-- Start of Material shown --

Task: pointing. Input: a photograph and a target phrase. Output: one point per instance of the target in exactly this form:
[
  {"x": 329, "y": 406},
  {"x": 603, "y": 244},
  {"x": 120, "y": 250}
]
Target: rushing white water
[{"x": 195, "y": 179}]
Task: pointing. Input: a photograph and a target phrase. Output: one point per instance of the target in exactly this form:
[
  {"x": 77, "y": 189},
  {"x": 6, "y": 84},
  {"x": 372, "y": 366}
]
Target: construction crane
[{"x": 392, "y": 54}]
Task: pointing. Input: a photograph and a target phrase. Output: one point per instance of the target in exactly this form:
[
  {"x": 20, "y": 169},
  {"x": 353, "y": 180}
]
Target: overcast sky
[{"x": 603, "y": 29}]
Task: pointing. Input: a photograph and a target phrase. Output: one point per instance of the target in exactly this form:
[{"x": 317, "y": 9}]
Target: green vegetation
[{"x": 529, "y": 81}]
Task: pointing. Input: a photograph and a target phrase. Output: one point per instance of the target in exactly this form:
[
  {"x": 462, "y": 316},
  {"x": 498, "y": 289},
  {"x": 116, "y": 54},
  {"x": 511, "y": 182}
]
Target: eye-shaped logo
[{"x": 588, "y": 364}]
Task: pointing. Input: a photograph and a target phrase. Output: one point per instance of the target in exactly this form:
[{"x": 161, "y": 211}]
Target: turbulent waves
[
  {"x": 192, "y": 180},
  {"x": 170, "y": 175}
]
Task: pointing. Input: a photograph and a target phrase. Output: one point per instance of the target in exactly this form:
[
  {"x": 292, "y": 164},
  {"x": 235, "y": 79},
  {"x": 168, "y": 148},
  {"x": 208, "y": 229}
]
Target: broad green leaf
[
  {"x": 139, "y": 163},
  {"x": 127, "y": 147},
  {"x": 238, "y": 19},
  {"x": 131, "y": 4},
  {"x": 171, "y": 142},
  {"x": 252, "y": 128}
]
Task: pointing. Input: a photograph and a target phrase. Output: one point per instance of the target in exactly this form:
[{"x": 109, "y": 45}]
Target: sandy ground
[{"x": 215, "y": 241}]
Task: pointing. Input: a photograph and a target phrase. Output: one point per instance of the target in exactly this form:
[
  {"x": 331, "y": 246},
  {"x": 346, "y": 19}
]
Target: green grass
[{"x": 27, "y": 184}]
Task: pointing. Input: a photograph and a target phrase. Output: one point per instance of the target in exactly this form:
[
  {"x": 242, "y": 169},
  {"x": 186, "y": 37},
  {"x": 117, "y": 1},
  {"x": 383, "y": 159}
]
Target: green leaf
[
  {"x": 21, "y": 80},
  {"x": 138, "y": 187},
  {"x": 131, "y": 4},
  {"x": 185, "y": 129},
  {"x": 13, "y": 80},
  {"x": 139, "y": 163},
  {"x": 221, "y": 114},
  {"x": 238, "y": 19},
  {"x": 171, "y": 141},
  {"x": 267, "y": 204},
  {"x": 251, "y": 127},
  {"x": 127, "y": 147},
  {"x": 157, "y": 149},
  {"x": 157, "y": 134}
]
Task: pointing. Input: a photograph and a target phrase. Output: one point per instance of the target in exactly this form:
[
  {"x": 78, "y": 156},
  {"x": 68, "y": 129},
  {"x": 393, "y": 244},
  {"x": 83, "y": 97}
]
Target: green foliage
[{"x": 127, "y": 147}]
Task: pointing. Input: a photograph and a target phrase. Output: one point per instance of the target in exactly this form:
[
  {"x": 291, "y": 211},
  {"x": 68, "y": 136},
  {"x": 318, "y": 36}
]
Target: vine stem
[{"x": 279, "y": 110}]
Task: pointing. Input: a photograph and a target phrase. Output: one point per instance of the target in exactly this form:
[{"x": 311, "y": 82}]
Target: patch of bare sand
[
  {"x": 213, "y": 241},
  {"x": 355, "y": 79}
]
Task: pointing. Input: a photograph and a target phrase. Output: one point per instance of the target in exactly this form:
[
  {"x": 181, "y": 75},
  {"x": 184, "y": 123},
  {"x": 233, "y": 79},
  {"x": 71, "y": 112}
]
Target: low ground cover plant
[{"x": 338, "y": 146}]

-- End of Material shown --

• _Exercise goal_
Show each line of the listing above that contains the string "leaf". Case counts.

• _Expected output_
Target: broad green leaf
Target: green leaf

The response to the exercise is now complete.